* [Try it]:
Go through the entries below and tally the lines containing the string "after"; report only the tally.

* [Excerpted records]:
═══

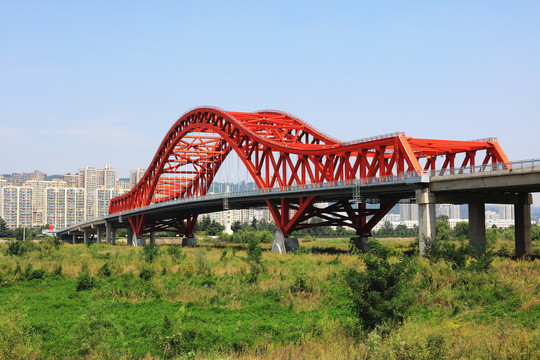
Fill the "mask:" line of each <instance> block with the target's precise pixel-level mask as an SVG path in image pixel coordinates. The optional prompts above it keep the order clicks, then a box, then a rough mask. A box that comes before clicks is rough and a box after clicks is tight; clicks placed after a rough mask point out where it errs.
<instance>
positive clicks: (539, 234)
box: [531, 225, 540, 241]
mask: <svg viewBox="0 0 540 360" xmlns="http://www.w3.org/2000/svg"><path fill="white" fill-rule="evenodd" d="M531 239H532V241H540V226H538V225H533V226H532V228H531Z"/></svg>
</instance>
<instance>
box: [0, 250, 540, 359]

═══

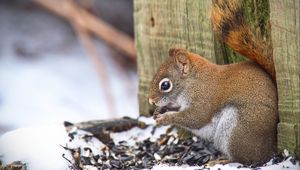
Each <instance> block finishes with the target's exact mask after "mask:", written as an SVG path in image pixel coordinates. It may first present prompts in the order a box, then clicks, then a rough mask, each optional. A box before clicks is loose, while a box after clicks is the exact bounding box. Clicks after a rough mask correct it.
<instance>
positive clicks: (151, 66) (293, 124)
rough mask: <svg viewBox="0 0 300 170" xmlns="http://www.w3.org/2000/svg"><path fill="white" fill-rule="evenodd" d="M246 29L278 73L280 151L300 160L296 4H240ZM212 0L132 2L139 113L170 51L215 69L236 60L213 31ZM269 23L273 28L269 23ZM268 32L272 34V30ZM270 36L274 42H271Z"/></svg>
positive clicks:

═══

* [Reply to the exercise]:
2